**Instructions to follow:**
Among the entries below, take the line with "the surfer matching" and the line with "point_to(query) returns, for every instance of the foam", and output them and every line between them exactly, with nothing else.

**Data items:**
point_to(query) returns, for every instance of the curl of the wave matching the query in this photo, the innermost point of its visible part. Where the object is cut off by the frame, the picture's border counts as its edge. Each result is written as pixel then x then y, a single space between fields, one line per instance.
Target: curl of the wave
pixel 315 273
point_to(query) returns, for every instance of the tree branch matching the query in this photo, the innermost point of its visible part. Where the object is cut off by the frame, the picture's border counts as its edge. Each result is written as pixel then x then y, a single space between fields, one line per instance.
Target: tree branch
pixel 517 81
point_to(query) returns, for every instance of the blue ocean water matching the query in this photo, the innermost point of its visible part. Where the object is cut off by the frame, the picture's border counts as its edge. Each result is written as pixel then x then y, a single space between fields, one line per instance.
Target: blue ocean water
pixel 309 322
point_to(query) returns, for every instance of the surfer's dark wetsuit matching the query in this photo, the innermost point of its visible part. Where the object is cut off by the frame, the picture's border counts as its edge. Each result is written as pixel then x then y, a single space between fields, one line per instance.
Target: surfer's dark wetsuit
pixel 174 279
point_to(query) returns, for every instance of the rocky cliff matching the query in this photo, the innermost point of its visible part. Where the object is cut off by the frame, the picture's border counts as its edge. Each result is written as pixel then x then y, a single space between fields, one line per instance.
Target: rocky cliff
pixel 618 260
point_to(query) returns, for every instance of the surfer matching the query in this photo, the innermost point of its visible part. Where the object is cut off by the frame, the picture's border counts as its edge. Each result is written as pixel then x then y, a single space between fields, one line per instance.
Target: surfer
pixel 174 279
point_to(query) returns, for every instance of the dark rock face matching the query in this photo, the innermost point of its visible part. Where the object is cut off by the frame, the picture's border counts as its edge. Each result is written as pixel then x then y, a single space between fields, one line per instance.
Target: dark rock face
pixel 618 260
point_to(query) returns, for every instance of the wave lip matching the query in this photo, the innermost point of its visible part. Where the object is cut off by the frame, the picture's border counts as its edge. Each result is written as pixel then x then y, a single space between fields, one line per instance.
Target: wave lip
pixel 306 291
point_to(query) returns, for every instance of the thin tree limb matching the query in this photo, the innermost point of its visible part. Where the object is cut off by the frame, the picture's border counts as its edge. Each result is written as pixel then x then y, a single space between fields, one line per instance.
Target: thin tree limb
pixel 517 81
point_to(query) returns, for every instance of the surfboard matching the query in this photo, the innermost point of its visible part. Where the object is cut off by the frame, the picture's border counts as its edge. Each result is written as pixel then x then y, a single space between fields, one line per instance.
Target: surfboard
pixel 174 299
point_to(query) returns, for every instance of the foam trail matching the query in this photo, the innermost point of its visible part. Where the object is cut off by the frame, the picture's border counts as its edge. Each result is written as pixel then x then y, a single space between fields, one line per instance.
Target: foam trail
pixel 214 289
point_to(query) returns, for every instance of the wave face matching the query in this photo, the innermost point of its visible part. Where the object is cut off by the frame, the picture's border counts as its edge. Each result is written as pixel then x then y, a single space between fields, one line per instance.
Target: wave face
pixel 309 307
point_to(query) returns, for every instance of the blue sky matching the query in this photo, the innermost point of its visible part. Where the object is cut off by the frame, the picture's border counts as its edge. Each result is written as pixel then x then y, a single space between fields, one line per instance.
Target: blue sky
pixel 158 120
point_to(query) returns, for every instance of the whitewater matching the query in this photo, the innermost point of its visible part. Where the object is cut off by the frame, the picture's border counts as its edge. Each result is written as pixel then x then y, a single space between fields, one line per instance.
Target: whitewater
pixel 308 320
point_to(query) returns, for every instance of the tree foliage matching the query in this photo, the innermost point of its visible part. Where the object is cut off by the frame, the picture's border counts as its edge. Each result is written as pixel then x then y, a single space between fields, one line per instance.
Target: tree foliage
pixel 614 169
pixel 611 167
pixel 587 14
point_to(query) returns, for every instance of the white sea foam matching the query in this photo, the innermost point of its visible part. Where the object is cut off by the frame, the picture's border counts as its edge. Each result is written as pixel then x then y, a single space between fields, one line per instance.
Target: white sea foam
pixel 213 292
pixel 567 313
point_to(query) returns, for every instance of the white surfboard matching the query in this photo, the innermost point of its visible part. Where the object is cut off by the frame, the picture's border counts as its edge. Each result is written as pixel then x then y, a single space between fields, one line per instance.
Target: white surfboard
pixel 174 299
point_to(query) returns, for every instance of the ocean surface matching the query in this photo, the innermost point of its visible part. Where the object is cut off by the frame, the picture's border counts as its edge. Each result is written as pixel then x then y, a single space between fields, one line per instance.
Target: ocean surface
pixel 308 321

**Written solution:**
point_to(query) returns, for every instance of the surfer matching the query in this photo, the innermost point of its visible part. Where the object is cut off by the frame, the picture's border counts as its edge. Each result is written as pixel then x then y, a single space between fields, one line per instance.
Target: surfer
pixel 174 279
point_to(query) returns, for every instance of the dark rock face matching the query in this photo, the innermost point of its visible part. Where the object is cut off by the frame, the picture's border counts as its edge. Each result is written as pixel then x then y, a single space between fields, one line per instance.
Target: dark rock face
pixel 618 260
point_to(query) returns, for every instance of the wave lip matching the query in this photo, the innermost point of its visible part. Where the object is cut off by the frame, the picture's border counts as its edge. Each result is written as pixel then x then y, a single space between fields, one line per instance.
Target: wave lip
pixel 306 291
point_to(query) returns, for every instance of the thin tree limb matching the query in this photo, the innermost point of its visible part. Where the object is cut off by the frame, the picture's border counts as its edge. Each result is written as pixel then x then y, a single space between fields, one line per instance.
Target: thin tree limb
pixel 517 81
point_to(query) returns, for every instance of the surfboard matching the query in this photo, the innermost point of its visible part. Where the object is cut off by the frame, the picture's border counts as its edge. Each result is written as pixel then x then y, a single space between fields, one line per instance.
Target: surfboard
pixel 174 299
point_to(query) returns, for every instance of the foam trail matching the query in this photo, the innermost point of its visible part. Where the object is cut off by the frame, the picture's border counts as its edge. Each result is written as pixel then x then y, a single space between fields, one line per instance.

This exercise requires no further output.